**Document text:**

== Segment start ==

There are 2 possible actions: push the cart to the left (0) or to the right (1) and there are 4 possible states: [Position Velocity Angle Velocity_at_tip]

- position: min = -4.8, max = 4.8
- velocity: min = -3.4e38, max = 3.4e38
- angle: min = -0.4, max = +0.4
- velocity at tip: min = -3.4e38, max = 3.4e38

## Define a policy function returning random actions

In [27]:
def policy():
    """ return a random action: either 0 (left) or 1 (right)"""
    action = env.action_space.sample()  
    return action

## Iterate over episodes and timesteps

In [28]:
nb_episodes = 20
nb_timesteps = 100

for episode in range(nb_episodes):  # iterate over the episodes
    state = env.reset()             # initialise the environment
    rewards = []
    
    for t in range(nb_timesteps):    # iterate over time steps
        env.render()                 # display the environment
        state, reward, done, info = env.step(policy())  # implement the action chosen by the policy
        rewards.append(reward)      # add 1 to the rewards list
        
        if done: # the episode ends either if the pole is > 15 deg from vertical or the cart move by > 2.4 unit from the centre
            cumulative_reward = sum(rewards)

== Segment end ==

**Task set:**
**A.** Translate this sentence from the CartPole notebook into Spanish: "There are 2 possible actions: push the cart to the left (0) or to the right (1) and there are 4 possible states: [Position Velocity Angle Velocity_at_tip]"
**B.** Give each state variable in the CartPole notebook's bulleted list with its minimum and maximum values.
**C.** Pick up the CartPole notebook code after its last line and continue it.
The rows that follow come from a separate source.

**Given records:**
== Segment start ==

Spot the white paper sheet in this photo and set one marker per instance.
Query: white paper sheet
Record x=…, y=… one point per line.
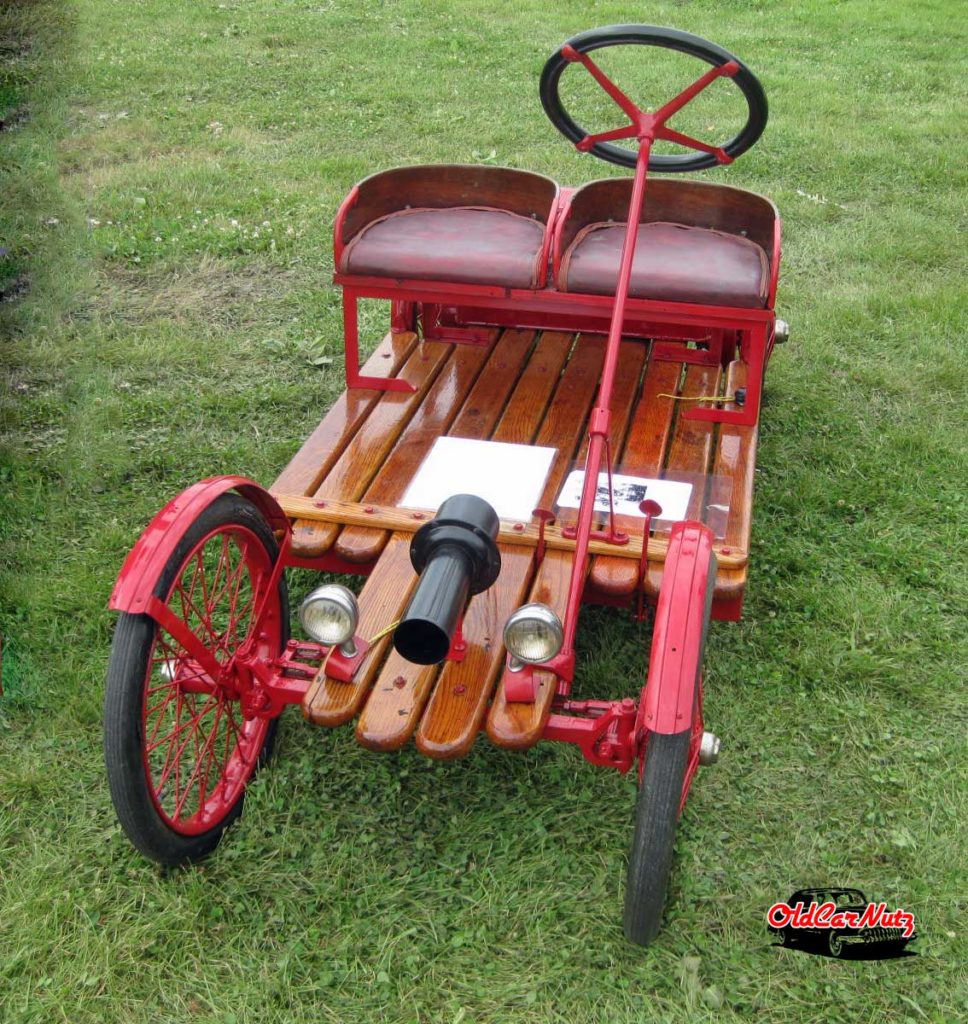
x=510, y=477
x=672, y=496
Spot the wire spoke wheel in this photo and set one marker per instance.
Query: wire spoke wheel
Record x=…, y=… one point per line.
x=178, y=750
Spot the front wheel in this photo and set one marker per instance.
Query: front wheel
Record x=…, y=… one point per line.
x=178, y=752
x=657, y=816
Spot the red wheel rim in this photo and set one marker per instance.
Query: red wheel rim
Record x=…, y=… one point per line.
x=199, y=752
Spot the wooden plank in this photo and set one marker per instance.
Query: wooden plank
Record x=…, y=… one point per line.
x=482, y=409
x=522, y=415
x=310, y=464
x=459, y=701
x=329, y=701
x=428, y=422
x=643, y=456
x=344, y=513
x=364, y=455
x=517, y=725
x=735, y=460
x=475, y=414
x=396, y=704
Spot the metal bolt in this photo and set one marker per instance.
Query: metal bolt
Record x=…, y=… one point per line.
x=709, y=749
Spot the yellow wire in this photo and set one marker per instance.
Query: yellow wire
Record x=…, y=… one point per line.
x=698, y=397
x=370, y=643
x=383, y=632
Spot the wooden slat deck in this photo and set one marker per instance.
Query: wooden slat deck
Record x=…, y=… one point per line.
x=343, y=486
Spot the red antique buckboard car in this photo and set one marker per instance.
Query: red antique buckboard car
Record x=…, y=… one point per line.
x=564, y=411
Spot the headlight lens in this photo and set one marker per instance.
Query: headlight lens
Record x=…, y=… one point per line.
x=534, y=634
x=329, y=614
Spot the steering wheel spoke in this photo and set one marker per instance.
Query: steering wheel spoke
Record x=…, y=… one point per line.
x=629, y=131
x=642, y=124
x=691, y=91
x=671, y=135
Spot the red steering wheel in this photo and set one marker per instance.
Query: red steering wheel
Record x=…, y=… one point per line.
x=642, y=124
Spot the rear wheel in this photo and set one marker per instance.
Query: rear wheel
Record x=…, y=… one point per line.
x=657, y=815
x=178, y=751
x=669, y=722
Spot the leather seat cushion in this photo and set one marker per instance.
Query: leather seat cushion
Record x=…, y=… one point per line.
x=673, y=262
x=466, y=245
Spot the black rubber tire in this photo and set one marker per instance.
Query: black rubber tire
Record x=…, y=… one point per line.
x=657, y=816
x=650, y=35
x=123, y=740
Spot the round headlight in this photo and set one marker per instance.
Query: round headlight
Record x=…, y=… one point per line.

== Segment end ==

**Responses to the exercise:**
**A.** Hay 2 acciones posibles: empujar el carro hacia la izquierda (0) o hacia la derecha (1), y hay 4 estados posibles: [Position Velocity Angle Velocity_at_tip]

**B.**
- position: min = -4.8, max = 4.8
- velocity: min = -3.4e38, max = 3.4e38
- angle: min = -0.4, max = +0.4
- velocity at tip: min = -3.4e38, max = 3.4e38

**C.**
            print("episode {} finished after {} timesteps. Total reward: {}".format(episode, t+1, cumulative_reward))  
            break
    
env.close()

episode 0 finished after 16 timesteps. Total reward: 16.0
episode 1 finished after 15 timesteps. Total reward: 15.0
episode 2 finished after 15 timesteps. Total reward: 15.0
episode 3 finished after 11 timesteps. Total reward: 11.0
episode 4 finished after 17 timesteps. Total reward: 17.0
episode 5 finished after 12 timesteps. Total reward: 12.0
episode 6 finished after 12 timesteps. Total reward: 12.0
episode 7 finished after 10 timesteps. Total reward: 10.0
episode 8 finished after 25 timesteps. Total reward: 25.0
episode 9 finished after 28 timesteps. Total reward: 28.0
episode 10 finished after 18 timesteps. Total reward: 18.0
episode 11 finished after 12 timesteps. Total reward: 12.0
episode 12 finished after 45 timesteps. Total reward: 45.0
episode 13 finished after 34 timesteps. Total reward: 34.0
episode 14 finished after 9 timesteps. Total reward: 9.0
episode 15 finished after 10 timesteps. Total reward: 10.0
episode 16 finished after 55 timesteps. Total reward: 55.0
episode 1

## Define a new hardcoded policy: alternate right push and left push

In [29]:
def policy(t):
    action = 0
    if t%2 == 1:  # if is odd
        action = 1
    return action

## Iterate with the new policy

In [30]:
nb_episodes = 20
nb_timesteps = 100

for episode in range(nb_episodes):
    state = env.reset()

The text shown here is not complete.